In the course of writing tests for Qt's number-parsing code, I took some
time to look at what variations we were seeing in the symbols used for
signs and separators (fractional part, a.k.a. "decimal point", grouping
and exponent). I'll here focus on the signs, but a review of the
various separators in numeric representations may also be in order.
There is a more detailed version of the first part of this story at [0].
[0] https://bugreports.qt.io/browse/QTBUG-139922
What I noticed is that - although a grep for minusSign and plusSign
elements in CLDR's common/main/*.xml found only matches whose visible
content was an ASCII dash (HYPHEN-MINUS) or U+2212 (MINUS SIGN) for
minusSign, and plain ASCII + (PLUS SIGN) in plusSign - several entries
(the ones I found were all in locales using right-to-left scripts)
contained invisible mark symbols along with that visible sign. These
included U+061C (ARABIC LETTER MARK), U+200E (LEFT-TO-RIGHT MARK) and
U+200F (RIGHT-TO-LEFT MARK). Some of the combinations seen look suspect
and I'm forced to consider the possibility that these invisibles are not
there because someone intended them to be but only because they couldn't
see them when copying and pasting what they thought was just the visible
part.
Apparently (from discussions while investigating this) Arabic also uses
ASCII dash as a hyphen between words; in that context it follows the
usual right-to-left flow of text - it is only when *used as* a sign that
it follows the left-to-right flow of the digits. This may account for
its tendency to show up in conjunction with a BiDi marker when copied
into a CLDR contribution.
It also occurs to me that, when parsing signs of numbers, at least in
locales that use a right-to-left script, it is probably prudent to
quietly ignore invisibles, whether in the CLDR-derived data or in the
text to be parsed, as the user typing the latter may well be unaware
that they're even typing them (their input method may be silently
inserting them where it guesses they may be needed; or they may be
copying and pasting from somewhere they can't see them) or simply unable
to type them (so requiring them would make number input impossible).
The LDML section on the number symbols [1] makes no mention of invisible
marks, while that on number parsing advocates as much lenience as one
can safely entertain. The section on Number Patters does mention BiDi
characters and advocates ignoring them, citing the general LDML guidance
[4] on Lenient Parsing.
[1] https://www.unicode.org/reports/tr35/tr35-numbers.html#number-symbols
[2] https://www.unicode.org/reports/tr35/tr35-numbers.html#Parsing_Numbers
[3] https://www.unicode.org/reports/tr35/tr35-numbers.html#number-patterns
[4] https://www.unicode.org/reports/tr35/tr35.html#Lenient_Parsing
Is it worth, in CLDR itself, cleaning up the data so that extraneous
invisibles are not included in the common/main/*.xml data ?
For that matter, are the ones I found in fact extraneous ?
See the minusSign for ar.xml, ckB.xml for examples.
Should the LDML doc of [1] advise users to ignore BiDi markers in the
symbol fields, as [3] effectively does for the patterns ?
I gather that Arabic, while its text is right to left, writes its
numbers left to right, so presumably a L2R marker before the sign or
first digit would be required. Is there (I have failed to find it) any
guidance on when one *should* be inserting BiDi markers when formatting
numbers ?

• [Listed entries]
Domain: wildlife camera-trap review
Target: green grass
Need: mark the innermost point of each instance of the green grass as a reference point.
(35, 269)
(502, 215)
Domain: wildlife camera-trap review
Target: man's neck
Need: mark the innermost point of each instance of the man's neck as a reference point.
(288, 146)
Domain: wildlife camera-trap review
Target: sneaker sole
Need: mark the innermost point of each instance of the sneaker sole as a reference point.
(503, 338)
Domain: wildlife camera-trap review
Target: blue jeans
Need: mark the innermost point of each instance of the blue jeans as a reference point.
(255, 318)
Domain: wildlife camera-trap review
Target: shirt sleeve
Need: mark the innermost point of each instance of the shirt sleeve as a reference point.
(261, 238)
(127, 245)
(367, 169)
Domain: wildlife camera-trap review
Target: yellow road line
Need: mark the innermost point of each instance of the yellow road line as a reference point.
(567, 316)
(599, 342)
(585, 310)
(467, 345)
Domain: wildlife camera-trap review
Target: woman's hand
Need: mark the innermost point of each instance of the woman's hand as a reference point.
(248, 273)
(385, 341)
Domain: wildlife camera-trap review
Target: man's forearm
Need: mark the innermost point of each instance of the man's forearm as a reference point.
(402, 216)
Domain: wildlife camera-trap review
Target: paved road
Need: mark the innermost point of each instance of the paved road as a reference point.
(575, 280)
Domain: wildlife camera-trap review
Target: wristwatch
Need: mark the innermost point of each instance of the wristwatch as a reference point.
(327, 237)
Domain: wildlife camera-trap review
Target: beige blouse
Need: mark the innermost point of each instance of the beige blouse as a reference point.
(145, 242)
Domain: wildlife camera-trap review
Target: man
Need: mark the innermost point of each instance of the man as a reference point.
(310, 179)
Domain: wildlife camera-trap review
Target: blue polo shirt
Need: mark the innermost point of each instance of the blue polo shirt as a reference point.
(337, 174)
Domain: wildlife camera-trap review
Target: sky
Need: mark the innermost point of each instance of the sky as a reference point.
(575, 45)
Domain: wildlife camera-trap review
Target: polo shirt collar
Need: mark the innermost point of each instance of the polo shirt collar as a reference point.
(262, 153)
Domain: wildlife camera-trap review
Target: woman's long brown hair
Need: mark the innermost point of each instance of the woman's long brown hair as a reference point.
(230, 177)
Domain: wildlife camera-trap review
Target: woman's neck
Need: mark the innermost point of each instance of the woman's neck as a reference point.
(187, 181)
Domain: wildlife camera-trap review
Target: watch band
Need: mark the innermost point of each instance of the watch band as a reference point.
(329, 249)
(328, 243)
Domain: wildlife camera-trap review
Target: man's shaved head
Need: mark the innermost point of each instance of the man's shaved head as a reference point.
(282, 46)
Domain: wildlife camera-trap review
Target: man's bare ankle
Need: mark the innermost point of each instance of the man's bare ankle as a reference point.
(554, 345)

• [Exercise requirements] According to the post on number signs, which invisible mark symbols were found alongside the visible sign in some CLDR entries? The items are separate material, unrelated to the post on number signs.

• [Answer to the task] U+061C (ARABIC LETTER MARK), U+200E (LEFT-TO-RIGHT MARK) and U+200F (RIGHT-TO-LEFT MARK).